*Exercise prompt*. Every line that holds the word "target" needs to be copied from the data below.

*Record set*.

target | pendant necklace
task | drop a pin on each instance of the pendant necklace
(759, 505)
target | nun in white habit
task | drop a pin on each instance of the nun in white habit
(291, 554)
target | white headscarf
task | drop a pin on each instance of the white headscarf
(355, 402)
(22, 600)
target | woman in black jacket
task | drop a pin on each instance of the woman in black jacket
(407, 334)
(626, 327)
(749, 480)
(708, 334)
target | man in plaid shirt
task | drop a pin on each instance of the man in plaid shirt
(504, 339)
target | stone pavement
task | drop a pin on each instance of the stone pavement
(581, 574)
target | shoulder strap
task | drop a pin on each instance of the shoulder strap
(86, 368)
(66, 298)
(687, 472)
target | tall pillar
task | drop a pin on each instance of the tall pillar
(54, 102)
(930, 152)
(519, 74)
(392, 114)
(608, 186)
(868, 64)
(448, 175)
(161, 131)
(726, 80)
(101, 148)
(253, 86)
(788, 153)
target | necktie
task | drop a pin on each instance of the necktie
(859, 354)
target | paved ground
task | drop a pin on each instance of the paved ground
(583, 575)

*Answer space*.
target | pendant necklace
target | nun in white habit
target | white headscarf
target | woman in black jacket
target | man in plaid shirt
target | stone pavement
target | shoulder strap
target | tall pillar
target | necktie
target | paved ground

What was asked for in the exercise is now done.